***** RECORDS SHOWN *****

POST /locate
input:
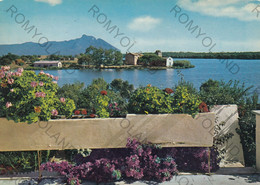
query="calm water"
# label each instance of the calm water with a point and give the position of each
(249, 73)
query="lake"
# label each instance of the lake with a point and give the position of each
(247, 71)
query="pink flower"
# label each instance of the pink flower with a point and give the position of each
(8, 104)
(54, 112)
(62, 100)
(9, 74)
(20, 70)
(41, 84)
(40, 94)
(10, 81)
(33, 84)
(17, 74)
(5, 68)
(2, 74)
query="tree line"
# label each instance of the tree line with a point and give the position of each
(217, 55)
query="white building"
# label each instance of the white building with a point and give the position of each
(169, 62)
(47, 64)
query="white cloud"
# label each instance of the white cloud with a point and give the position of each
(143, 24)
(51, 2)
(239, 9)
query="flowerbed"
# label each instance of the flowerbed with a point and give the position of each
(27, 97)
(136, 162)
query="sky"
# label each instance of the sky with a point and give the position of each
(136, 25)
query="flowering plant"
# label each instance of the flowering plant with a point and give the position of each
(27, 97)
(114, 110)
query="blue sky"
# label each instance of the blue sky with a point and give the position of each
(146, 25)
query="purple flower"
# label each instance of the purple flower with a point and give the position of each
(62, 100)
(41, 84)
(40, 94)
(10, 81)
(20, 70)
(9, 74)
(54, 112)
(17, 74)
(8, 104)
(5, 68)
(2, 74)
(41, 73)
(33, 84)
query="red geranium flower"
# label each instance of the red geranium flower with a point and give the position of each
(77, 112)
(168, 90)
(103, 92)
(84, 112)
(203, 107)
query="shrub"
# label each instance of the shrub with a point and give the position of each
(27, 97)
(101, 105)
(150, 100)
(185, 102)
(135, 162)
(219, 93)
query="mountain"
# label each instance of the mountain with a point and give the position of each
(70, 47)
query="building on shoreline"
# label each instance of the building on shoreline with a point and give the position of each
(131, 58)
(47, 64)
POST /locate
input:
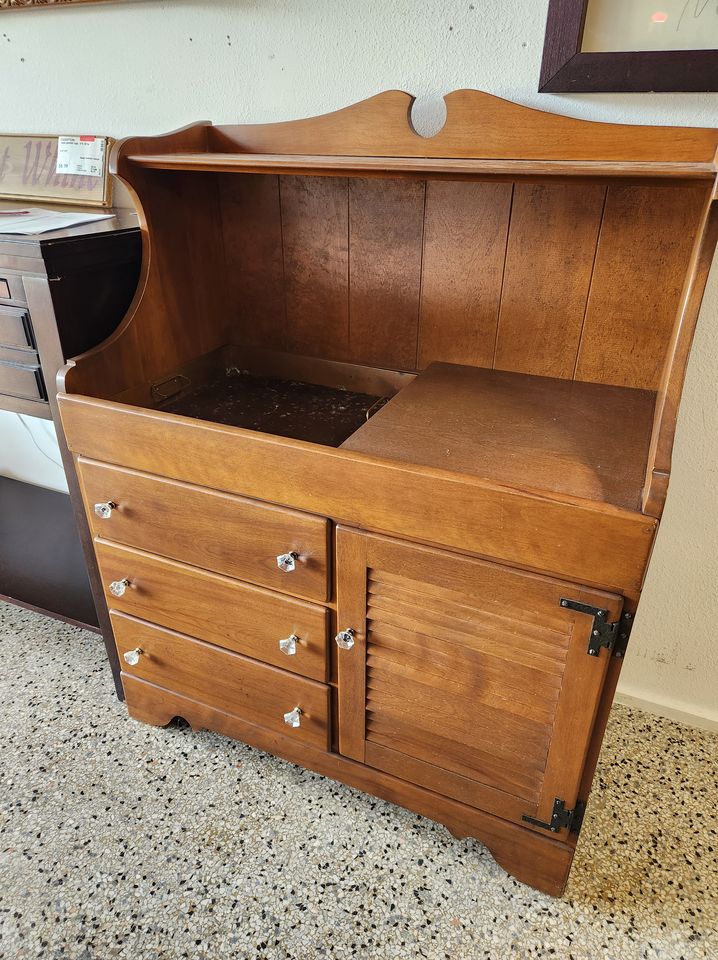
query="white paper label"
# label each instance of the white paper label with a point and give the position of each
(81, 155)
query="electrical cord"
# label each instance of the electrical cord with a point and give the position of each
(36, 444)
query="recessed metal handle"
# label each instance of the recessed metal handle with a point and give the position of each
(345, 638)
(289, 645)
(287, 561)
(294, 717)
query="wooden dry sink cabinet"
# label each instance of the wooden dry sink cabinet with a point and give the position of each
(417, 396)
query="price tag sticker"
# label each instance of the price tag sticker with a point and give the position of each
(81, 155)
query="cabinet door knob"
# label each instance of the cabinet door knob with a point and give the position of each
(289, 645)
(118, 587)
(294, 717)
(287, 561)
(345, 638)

*****

*WHAT YOU SHOULD DO*
Write out the records above once more, word for word, with no pictures.

*IN RESPONSE*
POST /locate
input:
query="calm water"
# label each instance of the calm water with a point and give the position of each
(249, 73)
query="lake"
# label each instance of the lake with a point and give the position of each
(247, 71)
query="pink flower"
# label each instance of the pink flower with a point and give the position of each
(8, 104)
(54, 112)
(62, 100)
(9, 74)
(20, 70)
(41, 84)
(40, 94)
(10, 81)
(33, 84)
(17, 74)
(5, 68)
(2, 74)
query="tree line"
# label each instance of the tree line with a point and give the position of each
(217, 55)
query="white building"
# label each instance of the white building with a point and give the position of each
(169, 62)
(47, 64)
query="white cloud"
# label each instance of the white cloud with a point and give the position of each
(143, 24)
(51, 2)
(239, 9)
query="flowerbed"
# label each instance of the flowerbed with a point and give the position of each
(27, 97)
(136, 162)
query="sky"
# label each instance of the sky with a point and give the position of each
(136, 25)
query="flowering plant"
# label each instance of the flowering plant with a point and give the position of each
(27, 97)
(114, 110)
query="blue sky"
# label each instance of the blue sky with a point and give the position of each
(146, 25)
query="purple flower"
# label each instance of the purple flower with a point and give the position of each
(62, 100)
(41, 84)
(40, 94)
(10, 81)
(20, 70)
(9, 74)
(54, 112)
(17, 74)
(8, 104)
(5, 68)
(2, 74)
(41, 73)
(33, 84)
query="red geranium flower"
# label each instance of the red geranium flower with a point and give the position of each
(77, 112)
(168, 90)
(103, 92)
(84, 112)
(203, 107)
query="shrub"
# label each instance of the shrub with a point and give the position of each
(27, 97)
(101, 105)
(150, 100)
(185, 102)
(135, 162)
(219, 93)
query="mountain"
# label each instance of the mountain with a point and give the position of each
(70, 47)
query="building on shoreline"
# label each instance of the building on shoreline with a point and give the position of each
(131, 58)
(47, 64)
POST /locate
input:
query="white paper label"
# label each instance of the white paper label with a point and give the position of each
(81, 155)
query="electrical cord"
# label each instance of the electrical cord with a point and give the position of each
(36, 444)
query="recessed metal handle"
# label each instance of the recessed metal handle with a point and give the position of each
(345, 638)
(289, 645)
(287, 561)
(294, 717)
query="wooden dry sink cabinet"
# label each instance of the wooden dry sink cabinet with a point and give the position of each
(417, 396)
query="price tag sticker"
# label each instance of the price tag sticker with a point and give the position of each
(81, 155)
query="cabinet door knob"
# label each instance of the cabinet door knob with a point and give the position of each
(289, 645)
(118, 587)
(294, 717)
(287, 561)
(345, 638)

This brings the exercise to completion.